• **Written request**
Extract every text line from the records below verbatim, in their original order, and omit the pictures.

——————————

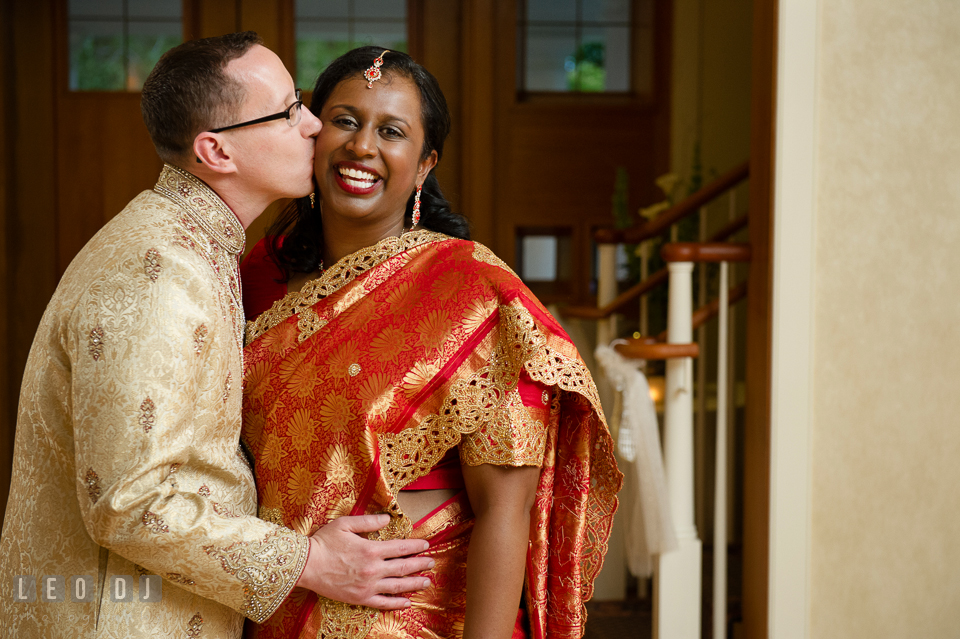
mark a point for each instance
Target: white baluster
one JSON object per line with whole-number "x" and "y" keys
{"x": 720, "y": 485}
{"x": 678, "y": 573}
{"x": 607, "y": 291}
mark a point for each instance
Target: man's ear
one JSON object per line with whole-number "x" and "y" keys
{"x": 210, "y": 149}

——————————

• **Exercise solution**
mark a point for each instance
Target: white baluster
one JSON object per line with whole-number "x" and "y" keys
{"x": 720, "y": 485}
{"x": 678, "y": 573}
{"x": 607, "y": 291}
mark a point for each instance
Target: man's ear
one JSON object per line with whole-number "x" and "y" keys
{"x": 210, "y": 149}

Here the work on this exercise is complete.